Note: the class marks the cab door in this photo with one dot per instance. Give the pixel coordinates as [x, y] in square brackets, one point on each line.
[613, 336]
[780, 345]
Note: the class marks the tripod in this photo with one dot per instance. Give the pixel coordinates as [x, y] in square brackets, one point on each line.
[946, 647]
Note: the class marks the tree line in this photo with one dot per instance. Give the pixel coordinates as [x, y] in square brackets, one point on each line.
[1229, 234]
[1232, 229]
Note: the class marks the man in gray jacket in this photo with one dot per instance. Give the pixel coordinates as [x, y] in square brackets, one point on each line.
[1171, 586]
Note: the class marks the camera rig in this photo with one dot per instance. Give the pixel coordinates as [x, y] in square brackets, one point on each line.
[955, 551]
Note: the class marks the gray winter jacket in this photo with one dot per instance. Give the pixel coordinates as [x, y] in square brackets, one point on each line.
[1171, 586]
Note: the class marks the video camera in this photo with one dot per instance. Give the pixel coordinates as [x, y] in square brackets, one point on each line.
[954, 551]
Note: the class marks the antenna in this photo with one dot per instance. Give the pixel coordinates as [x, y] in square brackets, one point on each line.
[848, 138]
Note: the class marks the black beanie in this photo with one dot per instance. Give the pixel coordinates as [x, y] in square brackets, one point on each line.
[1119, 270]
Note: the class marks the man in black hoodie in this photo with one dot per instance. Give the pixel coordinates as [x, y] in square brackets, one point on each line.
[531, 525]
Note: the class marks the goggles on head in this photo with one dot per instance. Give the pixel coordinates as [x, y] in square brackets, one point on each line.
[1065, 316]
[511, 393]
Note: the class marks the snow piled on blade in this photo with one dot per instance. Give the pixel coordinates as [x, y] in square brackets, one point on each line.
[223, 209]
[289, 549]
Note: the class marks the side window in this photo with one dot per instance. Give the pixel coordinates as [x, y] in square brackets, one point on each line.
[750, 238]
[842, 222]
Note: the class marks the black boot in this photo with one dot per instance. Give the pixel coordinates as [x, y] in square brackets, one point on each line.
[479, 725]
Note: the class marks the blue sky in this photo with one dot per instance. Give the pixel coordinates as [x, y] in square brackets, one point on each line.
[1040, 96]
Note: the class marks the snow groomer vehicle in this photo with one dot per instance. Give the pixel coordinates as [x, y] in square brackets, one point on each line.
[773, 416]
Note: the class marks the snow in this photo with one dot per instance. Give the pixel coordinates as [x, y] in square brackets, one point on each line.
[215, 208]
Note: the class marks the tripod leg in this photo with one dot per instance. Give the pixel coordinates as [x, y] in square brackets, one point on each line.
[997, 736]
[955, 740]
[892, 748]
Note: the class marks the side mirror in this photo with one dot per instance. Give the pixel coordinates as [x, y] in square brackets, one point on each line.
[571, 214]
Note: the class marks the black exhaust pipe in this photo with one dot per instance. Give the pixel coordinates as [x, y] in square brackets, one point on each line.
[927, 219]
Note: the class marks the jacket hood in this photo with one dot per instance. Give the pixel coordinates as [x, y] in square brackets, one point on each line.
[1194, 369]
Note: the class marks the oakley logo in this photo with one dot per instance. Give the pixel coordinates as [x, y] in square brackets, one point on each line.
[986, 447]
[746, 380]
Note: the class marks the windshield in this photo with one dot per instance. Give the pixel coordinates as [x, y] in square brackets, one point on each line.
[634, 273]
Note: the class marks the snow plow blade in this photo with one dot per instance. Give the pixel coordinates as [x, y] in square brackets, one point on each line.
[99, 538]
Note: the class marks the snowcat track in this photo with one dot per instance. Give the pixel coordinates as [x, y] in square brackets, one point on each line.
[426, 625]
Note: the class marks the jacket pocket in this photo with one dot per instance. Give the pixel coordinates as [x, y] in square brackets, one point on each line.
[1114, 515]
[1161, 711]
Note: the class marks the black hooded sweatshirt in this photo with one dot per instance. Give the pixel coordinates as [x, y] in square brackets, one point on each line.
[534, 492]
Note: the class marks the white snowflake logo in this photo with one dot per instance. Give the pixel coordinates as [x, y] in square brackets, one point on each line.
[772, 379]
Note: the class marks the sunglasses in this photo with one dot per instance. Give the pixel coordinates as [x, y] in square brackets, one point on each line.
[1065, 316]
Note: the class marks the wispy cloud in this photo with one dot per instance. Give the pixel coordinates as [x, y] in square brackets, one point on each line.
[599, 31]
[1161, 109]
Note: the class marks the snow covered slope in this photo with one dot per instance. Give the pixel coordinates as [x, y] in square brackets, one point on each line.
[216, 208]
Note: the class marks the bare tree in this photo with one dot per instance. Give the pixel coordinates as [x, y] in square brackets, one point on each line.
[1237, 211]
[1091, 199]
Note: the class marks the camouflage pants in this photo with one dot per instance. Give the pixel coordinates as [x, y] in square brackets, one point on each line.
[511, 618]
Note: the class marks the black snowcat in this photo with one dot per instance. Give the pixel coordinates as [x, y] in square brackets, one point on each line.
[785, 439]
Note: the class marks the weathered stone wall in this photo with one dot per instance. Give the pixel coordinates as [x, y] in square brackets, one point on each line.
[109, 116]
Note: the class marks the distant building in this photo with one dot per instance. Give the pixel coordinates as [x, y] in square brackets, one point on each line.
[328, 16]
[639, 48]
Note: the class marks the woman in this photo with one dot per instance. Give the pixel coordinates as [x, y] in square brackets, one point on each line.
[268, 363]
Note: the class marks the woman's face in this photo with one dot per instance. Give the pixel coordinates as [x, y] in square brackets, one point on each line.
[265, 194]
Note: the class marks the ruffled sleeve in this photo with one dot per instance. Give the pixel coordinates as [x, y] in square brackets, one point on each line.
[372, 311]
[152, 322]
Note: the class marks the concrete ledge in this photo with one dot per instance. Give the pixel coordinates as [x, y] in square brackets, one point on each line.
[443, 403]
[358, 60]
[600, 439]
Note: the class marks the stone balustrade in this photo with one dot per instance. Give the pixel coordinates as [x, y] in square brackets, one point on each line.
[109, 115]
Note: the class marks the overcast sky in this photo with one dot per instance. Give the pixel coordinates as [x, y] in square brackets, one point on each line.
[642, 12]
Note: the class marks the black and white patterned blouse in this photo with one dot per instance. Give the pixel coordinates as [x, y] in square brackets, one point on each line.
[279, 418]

# # # #

Nothing outside the span should appear: transcribe the lines from the one containing "Note: the class marks the concrete" through the last line of the records.

→ Complete response:
Note: the class marks the concrete ledge in this photo with one dot per instance. Give the pixel coordinates as [x, y] in square brackets, one point on each line.
[443, 403]
[358, 60]
[600, 439]
Note: the class marks the stone balustrade in this photo with one dot per instance. Give the pixel coordinates as [x, y] in square brackets, one point on each line.
[109, 115]
Note: the class marks the overcast sky in this photo with one dot per instance. Give the pixel coordinates as [x, y] in square brackets, one point on each line.
[642, 12]
Note: the class marks the black and white patterned blouse in this photo with one dot per instance. Give the pixel coordinates as [x, y] in square brackets, one point on each line.
[279, 418]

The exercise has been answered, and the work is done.